• [Exercise brief]:
Collect every line from the items below that contains the string "positive", treating uppercase and lowercase letters as different.

• [Records for this exercise]:
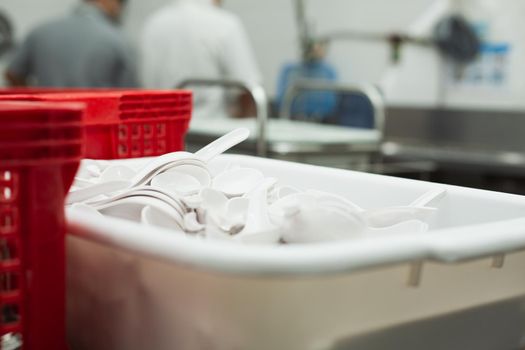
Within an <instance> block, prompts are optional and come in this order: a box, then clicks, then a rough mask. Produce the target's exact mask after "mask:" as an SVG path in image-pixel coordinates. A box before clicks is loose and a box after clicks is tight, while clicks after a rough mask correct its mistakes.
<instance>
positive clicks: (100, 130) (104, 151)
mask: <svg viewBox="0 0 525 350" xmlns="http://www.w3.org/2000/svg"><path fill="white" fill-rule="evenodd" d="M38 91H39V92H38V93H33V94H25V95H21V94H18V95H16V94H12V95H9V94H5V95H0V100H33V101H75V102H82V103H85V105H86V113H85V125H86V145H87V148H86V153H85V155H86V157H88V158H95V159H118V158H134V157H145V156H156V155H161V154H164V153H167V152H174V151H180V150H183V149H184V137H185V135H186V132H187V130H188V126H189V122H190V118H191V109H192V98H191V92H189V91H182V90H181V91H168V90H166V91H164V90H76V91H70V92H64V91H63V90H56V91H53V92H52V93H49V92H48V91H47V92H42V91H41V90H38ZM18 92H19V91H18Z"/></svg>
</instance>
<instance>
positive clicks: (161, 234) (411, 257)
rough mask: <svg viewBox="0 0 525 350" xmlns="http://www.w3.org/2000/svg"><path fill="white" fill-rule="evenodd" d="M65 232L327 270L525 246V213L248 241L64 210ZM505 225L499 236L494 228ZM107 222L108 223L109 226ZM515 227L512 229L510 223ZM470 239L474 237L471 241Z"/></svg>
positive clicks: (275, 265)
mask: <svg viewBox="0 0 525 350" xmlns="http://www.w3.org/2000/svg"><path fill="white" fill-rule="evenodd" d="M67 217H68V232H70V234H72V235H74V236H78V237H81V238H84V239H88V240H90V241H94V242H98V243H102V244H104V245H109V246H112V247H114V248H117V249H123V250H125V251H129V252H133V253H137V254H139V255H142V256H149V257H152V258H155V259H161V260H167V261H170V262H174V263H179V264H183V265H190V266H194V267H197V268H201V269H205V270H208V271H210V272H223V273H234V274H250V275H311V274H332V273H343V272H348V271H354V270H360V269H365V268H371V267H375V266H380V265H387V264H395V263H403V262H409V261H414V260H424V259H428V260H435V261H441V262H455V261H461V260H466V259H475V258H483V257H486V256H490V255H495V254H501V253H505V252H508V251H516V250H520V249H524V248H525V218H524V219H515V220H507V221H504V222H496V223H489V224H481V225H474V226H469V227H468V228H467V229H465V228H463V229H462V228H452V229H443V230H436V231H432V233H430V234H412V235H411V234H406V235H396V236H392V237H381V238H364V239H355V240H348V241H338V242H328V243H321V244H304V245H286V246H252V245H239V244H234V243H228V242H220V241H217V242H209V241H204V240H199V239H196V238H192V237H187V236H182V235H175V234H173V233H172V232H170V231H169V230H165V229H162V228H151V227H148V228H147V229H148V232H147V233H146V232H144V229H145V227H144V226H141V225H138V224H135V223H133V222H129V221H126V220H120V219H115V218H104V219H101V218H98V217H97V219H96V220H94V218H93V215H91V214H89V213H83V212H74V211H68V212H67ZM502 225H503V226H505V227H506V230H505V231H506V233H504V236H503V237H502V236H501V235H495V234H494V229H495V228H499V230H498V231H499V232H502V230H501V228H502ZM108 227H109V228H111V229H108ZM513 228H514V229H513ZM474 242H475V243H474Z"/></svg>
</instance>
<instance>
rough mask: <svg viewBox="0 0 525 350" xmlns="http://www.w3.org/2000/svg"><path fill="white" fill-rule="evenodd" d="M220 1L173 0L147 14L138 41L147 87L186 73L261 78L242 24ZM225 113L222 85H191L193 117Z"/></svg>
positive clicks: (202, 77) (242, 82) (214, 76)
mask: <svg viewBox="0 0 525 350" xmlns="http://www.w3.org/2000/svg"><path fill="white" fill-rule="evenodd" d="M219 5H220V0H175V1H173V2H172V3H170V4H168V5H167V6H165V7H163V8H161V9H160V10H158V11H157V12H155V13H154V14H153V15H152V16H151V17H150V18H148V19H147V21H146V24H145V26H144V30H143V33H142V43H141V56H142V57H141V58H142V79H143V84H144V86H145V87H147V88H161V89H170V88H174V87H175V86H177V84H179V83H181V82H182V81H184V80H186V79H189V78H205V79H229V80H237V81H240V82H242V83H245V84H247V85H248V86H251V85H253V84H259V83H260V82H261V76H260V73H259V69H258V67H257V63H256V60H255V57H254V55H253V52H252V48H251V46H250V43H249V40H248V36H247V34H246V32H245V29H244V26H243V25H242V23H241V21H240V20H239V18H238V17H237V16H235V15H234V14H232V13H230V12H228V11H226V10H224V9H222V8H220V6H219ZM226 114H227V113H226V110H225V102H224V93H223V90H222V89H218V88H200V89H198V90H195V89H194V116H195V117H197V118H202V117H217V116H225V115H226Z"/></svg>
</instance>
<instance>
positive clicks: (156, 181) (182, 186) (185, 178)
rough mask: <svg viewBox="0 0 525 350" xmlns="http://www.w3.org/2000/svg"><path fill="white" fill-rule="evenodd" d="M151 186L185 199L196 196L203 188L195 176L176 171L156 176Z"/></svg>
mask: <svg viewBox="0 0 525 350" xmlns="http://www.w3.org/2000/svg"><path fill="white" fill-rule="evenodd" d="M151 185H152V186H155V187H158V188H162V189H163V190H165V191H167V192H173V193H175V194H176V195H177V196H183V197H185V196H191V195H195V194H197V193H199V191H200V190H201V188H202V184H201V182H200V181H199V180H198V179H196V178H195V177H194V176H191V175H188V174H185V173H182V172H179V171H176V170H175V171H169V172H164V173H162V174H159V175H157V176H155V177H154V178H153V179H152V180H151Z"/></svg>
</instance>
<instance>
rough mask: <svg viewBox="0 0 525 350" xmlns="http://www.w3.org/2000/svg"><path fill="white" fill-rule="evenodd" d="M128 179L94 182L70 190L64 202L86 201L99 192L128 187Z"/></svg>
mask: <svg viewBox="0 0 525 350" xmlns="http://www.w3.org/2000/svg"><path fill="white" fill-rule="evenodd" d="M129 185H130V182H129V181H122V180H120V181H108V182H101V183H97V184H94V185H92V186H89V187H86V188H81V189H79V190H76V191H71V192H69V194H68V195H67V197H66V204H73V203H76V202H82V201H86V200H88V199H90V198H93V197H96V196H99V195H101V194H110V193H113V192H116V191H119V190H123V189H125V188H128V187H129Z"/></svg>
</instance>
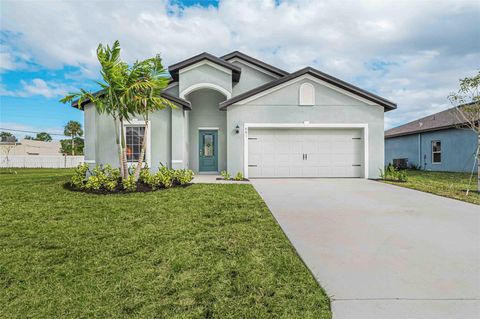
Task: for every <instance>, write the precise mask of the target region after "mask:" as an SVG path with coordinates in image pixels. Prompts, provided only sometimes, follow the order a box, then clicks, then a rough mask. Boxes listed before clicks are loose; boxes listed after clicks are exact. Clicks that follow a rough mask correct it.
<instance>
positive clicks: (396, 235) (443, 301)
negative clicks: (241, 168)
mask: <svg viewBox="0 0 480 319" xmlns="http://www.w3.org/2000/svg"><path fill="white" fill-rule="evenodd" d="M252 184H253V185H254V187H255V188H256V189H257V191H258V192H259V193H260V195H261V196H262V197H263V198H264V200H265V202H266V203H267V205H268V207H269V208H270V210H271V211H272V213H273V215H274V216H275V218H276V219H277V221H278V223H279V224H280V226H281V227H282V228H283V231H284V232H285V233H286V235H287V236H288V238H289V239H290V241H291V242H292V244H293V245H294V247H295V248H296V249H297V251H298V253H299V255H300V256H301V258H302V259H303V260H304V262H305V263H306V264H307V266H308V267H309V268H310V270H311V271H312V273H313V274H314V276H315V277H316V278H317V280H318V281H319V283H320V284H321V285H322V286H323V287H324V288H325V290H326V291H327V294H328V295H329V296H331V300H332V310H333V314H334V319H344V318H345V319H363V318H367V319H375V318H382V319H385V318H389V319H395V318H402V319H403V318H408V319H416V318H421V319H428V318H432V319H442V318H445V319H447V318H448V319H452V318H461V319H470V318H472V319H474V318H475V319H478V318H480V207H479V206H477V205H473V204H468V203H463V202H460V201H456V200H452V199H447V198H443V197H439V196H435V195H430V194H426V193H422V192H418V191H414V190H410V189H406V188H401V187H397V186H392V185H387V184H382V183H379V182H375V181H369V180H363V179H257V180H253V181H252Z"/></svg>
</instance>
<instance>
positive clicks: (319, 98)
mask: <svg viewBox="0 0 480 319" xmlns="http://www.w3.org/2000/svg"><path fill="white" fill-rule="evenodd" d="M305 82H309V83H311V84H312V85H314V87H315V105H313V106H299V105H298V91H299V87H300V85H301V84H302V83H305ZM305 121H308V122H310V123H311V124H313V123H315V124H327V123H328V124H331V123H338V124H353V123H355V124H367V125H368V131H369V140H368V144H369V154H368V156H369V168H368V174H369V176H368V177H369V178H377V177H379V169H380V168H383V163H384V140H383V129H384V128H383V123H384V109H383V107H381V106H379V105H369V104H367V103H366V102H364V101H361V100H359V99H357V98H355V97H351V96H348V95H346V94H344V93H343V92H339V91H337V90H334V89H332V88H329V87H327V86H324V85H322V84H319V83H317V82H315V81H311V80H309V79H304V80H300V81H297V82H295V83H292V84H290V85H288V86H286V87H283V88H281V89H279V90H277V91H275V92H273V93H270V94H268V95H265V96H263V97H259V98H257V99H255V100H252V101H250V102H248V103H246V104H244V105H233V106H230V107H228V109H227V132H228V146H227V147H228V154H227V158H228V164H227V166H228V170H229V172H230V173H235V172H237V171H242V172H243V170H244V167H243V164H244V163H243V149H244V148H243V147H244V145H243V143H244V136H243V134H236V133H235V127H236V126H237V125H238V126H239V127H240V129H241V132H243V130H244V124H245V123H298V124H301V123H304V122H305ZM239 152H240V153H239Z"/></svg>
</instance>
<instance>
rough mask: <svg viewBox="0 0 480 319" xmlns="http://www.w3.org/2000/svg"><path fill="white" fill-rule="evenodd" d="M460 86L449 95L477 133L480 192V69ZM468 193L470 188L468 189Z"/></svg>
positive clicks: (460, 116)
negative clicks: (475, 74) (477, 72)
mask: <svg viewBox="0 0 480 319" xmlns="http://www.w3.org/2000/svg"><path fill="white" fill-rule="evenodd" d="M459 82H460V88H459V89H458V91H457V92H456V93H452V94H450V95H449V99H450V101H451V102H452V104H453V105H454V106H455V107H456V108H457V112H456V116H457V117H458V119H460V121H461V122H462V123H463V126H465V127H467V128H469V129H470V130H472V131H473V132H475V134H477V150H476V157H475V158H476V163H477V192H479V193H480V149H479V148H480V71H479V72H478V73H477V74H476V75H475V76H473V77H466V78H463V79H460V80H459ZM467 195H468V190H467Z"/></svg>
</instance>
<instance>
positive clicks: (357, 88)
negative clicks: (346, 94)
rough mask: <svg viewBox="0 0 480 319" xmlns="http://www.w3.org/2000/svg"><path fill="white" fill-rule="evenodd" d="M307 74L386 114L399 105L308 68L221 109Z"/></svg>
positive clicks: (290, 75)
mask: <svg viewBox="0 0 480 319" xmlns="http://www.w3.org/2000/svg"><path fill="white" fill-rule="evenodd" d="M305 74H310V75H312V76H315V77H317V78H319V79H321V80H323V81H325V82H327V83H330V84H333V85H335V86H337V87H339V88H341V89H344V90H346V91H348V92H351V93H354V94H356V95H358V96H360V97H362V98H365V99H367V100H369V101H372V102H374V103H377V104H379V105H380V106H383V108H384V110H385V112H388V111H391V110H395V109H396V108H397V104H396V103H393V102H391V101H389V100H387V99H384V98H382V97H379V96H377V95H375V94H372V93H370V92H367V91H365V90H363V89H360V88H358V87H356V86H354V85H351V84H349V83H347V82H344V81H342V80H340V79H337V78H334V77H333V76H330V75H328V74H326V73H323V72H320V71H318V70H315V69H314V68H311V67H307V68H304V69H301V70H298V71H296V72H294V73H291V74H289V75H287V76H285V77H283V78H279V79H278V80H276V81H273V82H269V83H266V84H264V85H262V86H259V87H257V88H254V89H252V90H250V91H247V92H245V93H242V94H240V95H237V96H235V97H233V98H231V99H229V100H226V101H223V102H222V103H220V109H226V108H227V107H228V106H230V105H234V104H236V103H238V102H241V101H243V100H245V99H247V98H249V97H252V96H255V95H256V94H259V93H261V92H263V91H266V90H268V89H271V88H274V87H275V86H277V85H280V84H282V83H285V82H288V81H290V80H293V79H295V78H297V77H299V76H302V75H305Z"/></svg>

• [Result for this exercise]:
positive clicks: (100, 130) (104, 151)
positive clicks: (161, 234) (411, 257)
positive clicks: (275, 265)
positive clicks: (202, 77) (242, 82) (214, 76)
positive clicks: (156, 181) (182, 186) (185, 178)
positive clicks: (396, 235) (443, 301)
positive clicks: (319, 98)
positive clicks: (460, 116)
positive clicks: (357, 88)
positive clicks: (290, 75)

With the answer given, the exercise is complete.